§ YOUR GOAL:
Reproduce all of the data exactly.

::: SUPPLIED RECORDS

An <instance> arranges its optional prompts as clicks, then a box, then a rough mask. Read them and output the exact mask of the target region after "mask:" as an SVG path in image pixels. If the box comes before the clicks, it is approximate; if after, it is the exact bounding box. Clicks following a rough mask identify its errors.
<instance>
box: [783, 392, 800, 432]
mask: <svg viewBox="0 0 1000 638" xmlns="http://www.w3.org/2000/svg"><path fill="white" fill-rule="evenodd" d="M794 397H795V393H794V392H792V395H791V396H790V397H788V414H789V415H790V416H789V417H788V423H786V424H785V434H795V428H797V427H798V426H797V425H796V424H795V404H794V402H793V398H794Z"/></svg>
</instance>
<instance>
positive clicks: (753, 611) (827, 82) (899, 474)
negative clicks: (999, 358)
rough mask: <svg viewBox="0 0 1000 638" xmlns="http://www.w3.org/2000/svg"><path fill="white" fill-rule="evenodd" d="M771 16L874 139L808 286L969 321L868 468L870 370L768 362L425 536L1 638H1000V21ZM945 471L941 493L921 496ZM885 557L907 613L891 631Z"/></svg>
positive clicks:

::::::

§ REPLY TO THE EXERCISE:
An <instance> arranges its optional prompts as clicks, then a box, then a rough mask. Read them and output the exact mask of the target region after "mask:" as an SVG path in image pixels. If the box comes before the clicks, it is approximate; if after, it is the exact bounding box. Clicks following a rough mask identify its errors.
<instance>
box: [783, 392, 800, 432]
mask: <svg viewBox="0 0 1000 638" xmlns="http://www.w3.org/2000/svg"><path fill="white" fill-rule="evenodd" d="M794 397H795V393H794V392H792V395H791V396H790V397H788V414H789V415H790V416H789V417H788V423H786V424H785V434H795V428H797V427H798V426H797V425H796V424H795V404H794V402H793V398H794Z"/></svg>
</instance>
<instance>
positive clicks: (753, 611) (827, 82) (899, 474)
negative clicks: (999, 358)
rough mask: <svg viewBox="0 0 1000 638" xmlns="http://www.w3.org/2000/svg"><path fill="white" fill-rule="evenodd" d="M771 16L874 139L808 286L969 321L868 468L870 370L768 362L425 536L1 638H1000V21ZM945 471L941 493L921 496ZM885 557L907 613L891 631Z"/></svg>
positive clicks:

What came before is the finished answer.